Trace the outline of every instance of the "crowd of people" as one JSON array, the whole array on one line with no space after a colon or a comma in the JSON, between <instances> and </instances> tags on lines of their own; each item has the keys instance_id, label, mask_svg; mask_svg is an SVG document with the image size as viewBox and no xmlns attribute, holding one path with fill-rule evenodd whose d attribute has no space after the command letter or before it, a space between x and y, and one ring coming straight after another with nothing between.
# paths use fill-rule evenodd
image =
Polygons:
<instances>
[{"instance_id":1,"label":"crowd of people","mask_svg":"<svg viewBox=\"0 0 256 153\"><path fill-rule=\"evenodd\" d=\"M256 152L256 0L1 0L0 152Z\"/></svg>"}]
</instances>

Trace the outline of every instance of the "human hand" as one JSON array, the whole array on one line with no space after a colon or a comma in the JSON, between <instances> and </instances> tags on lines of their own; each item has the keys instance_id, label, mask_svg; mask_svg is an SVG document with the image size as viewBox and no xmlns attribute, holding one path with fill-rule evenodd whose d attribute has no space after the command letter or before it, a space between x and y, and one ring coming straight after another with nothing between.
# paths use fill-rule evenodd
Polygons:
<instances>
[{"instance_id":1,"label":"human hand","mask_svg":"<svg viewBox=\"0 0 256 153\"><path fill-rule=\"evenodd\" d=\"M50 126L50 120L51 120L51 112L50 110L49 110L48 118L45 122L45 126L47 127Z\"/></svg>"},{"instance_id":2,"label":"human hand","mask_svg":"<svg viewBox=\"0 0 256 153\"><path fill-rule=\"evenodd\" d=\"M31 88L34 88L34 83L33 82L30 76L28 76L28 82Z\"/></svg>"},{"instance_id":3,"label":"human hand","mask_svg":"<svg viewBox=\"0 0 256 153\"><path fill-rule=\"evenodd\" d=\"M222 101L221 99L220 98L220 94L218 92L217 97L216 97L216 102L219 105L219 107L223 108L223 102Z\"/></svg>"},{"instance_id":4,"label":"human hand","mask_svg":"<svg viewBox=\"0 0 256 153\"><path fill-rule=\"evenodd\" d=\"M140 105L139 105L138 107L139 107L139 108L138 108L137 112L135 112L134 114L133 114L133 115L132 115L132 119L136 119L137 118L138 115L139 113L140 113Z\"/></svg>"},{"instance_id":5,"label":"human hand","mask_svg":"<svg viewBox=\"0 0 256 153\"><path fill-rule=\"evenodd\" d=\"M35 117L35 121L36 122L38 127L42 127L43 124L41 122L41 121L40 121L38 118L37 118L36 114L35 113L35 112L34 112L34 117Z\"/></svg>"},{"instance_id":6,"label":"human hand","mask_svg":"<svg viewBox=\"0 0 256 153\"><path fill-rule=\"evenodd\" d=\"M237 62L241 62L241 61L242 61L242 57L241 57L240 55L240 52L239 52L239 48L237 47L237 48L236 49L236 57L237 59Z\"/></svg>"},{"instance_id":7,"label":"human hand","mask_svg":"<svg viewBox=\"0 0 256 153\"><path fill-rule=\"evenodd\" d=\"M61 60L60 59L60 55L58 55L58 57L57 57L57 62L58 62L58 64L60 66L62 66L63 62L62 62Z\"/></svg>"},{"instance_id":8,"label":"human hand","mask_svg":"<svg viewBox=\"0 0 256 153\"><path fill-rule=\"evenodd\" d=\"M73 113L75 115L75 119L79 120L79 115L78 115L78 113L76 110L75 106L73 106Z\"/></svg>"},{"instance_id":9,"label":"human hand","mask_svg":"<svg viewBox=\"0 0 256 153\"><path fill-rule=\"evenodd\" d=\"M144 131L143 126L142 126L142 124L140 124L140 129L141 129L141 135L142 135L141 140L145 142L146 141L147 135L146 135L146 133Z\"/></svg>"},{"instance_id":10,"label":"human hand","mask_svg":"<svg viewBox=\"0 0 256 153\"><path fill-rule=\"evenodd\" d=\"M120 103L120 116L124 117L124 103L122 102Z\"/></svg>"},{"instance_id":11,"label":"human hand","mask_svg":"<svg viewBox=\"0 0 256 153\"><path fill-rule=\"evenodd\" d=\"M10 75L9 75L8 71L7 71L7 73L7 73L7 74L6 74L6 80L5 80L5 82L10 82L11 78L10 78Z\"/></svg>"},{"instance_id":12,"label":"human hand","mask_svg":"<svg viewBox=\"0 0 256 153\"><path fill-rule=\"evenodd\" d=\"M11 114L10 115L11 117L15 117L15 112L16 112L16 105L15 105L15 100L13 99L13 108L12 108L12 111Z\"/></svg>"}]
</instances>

══════════════════════════════

Locate each line of the records that contains the string "image", and copy those lines.

Trace the outline of every instance of the "crowd of people" as one JSON array, the whole array on one line with no space after a colon or a comma in the JSON, between <instances> and </instances> tags on lines of their own; each item has the keys instance_id, label, mask_svg; mask_svg is an SVG document with the image size as viewBox and no xmlns attribute, holding one path with fill-rule evenodd whose d attribute has no space after the command letter or before it, a space between x and y, and one ring coming straight after another with nothing between.
image =
Trace the outline of every instance of the "human hand" as one JSON array, the whole array on one line with no space after a colon or a comma in the JSON, between <instances> and </instances> tags on lines of their own; each item has the keys instance_id, label, mask_svg; mask_svg is an SVG document with the image size as viewBox and no xmlns attribute, holding one path with fill-rule evenodd whose d attribute has no space after the command letter or before it, a space between x and y, and one ring coming straight after another with nothing between.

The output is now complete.